__GIVEN INSTRUCTION A__:
In the knowledge base article, what happens to the website when all web servers in the example are offline?
# # # #
KBI 311119 New Feature: Fire Urgent Group Alert When All Nodes In Monitoring Group Are Broken For The Same Rule

Version

Argent Advanced Technology 3.1A-1410-A And Later

Date

Monday, 17 Nov 2014

Summary

The new feature allows firing conditional alerts when all Nodes in the selected Monitoring Group are broken for the same Rule

This is extremely useful to monitor critical applications or clustered resources

For example, a web farm may span over a few IIS servers

If some of the web servers are offline, website may be less responsive, but it is still available

If all web servers are offline, the website will be completely down

It is straightforward to define such an Urgent Group Alert

There are two restrictions when defining Urgent Group Alerts:

  1. The Selected Monitoring Group cannot be associated with Monitoring Engine {dynamic}

    The reason behind is that Nodes in the Monitoring Group must be scheduled by one Supervising Engine or Motors at the same location

  2. It is not prohibited but not recommended to use dynamic scheduling

    It would be better to find out the condition for all Nodes at similar time

Technical Background

A Relator can have one or multiple Monitoring Groups to monitor

The schedule of Relator defines the interval of Relator executions

Each interval can be considered as a batch to run Rules for the monitored server/devices

The basic idea of Urgent Group Alert is to check the result of Relator in each batch; if a Rule is broken ALL Nodes in the selected Monitoring Group, fire Events for the individual Nodes, then fire the conditional Urgent Group Alert

To understand Urgent Group Alert, customer should carefully read following technical details:

  1. An Urgent Group Alert is simply an alert that tells customer that a serious condition has happened

    There are Argent Console Events for individual Nodes, but no such an Event for Urgent Group Alert

    Customer does not need to answer the correspondent Event on Argent Console (A1x)
# # # #
__GIVEN INSTRUCTION B__:
Gather every line in the listing below that contains the string "wooden". Case counts.

__RECORDS PROVIDED__:
# # # #
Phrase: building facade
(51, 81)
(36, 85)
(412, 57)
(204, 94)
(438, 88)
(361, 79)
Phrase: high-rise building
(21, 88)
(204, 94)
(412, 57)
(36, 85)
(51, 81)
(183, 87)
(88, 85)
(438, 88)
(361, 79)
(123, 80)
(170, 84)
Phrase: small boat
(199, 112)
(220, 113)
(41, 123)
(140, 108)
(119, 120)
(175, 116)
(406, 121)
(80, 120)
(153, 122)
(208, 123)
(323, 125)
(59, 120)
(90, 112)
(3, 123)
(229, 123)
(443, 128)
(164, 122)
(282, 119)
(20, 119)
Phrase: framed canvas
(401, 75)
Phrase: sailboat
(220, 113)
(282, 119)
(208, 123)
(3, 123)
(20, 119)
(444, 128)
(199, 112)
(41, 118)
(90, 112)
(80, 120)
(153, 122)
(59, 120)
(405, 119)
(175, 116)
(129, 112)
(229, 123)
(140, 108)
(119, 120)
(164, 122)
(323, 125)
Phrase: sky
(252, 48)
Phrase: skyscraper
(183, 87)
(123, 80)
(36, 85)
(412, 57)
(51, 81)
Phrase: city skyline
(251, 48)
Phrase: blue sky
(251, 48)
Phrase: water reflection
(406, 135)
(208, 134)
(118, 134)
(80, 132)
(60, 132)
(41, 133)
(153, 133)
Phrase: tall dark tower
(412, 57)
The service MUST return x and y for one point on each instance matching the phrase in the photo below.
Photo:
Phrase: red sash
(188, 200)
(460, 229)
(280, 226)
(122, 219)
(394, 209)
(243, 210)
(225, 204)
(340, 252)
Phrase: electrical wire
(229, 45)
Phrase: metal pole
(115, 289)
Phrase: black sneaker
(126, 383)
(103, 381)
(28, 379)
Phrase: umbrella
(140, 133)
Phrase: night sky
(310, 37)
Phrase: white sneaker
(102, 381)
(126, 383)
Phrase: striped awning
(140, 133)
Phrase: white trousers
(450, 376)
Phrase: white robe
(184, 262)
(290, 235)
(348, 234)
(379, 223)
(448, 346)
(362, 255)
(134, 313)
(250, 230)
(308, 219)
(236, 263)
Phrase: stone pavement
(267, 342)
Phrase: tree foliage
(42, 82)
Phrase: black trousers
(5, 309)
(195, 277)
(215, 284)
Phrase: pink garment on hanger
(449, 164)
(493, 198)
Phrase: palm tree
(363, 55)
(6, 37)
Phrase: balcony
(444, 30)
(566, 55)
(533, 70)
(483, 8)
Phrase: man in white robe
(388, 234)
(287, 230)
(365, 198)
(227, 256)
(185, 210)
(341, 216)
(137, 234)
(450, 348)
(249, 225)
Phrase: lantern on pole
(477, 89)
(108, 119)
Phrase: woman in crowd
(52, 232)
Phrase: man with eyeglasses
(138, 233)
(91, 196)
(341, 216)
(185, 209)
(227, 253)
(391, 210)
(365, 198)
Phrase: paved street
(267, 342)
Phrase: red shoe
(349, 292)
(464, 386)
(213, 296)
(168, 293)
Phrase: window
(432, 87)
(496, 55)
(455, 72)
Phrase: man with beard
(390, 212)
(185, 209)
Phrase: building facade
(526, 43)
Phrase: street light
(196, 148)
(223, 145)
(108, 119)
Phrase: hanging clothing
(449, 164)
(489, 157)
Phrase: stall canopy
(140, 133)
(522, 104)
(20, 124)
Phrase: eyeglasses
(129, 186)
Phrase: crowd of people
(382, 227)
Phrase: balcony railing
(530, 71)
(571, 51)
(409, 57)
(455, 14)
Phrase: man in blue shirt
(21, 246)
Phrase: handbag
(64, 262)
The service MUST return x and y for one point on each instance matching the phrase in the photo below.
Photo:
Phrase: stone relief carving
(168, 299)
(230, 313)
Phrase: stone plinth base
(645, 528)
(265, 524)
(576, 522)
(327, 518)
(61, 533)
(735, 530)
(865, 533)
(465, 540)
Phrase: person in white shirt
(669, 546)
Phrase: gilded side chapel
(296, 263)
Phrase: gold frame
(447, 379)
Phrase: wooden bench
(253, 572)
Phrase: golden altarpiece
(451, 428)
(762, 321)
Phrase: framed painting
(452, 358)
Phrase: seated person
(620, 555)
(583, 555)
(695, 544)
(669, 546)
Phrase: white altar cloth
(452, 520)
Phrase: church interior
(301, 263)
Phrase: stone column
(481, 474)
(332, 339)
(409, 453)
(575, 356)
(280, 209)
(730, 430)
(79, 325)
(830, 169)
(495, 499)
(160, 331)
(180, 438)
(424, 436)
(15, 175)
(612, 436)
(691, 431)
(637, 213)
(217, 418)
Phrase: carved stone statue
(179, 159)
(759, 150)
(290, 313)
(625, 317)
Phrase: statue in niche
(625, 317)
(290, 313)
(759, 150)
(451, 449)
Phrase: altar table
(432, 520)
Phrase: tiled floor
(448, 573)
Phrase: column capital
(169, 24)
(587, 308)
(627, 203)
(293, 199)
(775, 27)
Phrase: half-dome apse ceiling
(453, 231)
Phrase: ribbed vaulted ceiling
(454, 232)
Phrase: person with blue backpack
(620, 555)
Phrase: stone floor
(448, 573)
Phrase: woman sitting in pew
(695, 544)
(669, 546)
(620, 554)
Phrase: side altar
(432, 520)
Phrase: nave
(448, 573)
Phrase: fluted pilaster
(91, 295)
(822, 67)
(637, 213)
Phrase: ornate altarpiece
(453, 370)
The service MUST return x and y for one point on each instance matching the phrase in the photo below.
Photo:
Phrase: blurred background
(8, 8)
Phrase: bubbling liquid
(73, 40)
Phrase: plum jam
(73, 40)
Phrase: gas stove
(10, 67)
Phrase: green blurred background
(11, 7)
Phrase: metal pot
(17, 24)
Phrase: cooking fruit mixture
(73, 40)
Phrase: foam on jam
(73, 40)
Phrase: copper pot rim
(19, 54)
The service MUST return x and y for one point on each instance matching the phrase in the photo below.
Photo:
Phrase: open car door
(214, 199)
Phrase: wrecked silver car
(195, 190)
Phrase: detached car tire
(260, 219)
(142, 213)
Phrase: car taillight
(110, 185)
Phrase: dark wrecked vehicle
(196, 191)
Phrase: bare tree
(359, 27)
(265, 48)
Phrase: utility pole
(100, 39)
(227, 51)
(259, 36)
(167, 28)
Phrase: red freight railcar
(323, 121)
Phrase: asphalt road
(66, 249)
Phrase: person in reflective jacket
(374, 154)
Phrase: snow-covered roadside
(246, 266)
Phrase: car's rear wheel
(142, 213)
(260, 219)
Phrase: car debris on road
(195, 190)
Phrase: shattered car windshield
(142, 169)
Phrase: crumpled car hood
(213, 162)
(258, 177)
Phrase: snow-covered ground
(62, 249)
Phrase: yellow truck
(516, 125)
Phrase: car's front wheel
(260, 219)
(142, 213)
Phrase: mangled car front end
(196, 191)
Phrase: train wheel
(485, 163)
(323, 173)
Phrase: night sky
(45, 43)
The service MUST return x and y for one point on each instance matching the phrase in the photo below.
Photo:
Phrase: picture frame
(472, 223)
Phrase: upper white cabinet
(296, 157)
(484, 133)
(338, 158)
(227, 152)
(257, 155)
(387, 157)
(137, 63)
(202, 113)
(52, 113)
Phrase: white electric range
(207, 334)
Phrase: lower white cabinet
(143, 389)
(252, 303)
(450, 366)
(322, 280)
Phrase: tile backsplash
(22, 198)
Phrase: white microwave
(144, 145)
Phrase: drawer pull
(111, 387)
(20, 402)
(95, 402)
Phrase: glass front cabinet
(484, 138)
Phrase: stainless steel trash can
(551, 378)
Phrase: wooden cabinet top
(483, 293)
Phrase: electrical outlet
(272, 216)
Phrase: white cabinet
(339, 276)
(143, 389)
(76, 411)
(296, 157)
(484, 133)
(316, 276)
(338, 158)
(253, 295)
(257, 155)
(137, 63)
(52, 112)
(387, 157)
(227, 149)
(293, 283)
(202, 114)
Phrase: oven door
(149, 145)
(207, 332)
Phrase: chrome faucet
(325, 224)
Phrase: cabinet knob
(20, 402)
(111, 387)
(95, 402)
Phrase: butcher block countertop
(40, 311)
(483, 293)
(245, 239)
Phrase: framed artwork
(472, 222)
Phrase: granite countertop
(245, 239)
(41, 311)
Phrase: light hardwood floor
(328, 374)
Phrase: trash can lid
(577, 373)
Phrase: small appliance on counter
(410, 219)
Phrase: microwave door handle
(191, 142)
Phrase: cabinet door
# # # #
__OUTPUT A__:
The website will be completely down.

__OUTPUT B__:
Phrase: wooden bench
Phrase: wooden cabinet top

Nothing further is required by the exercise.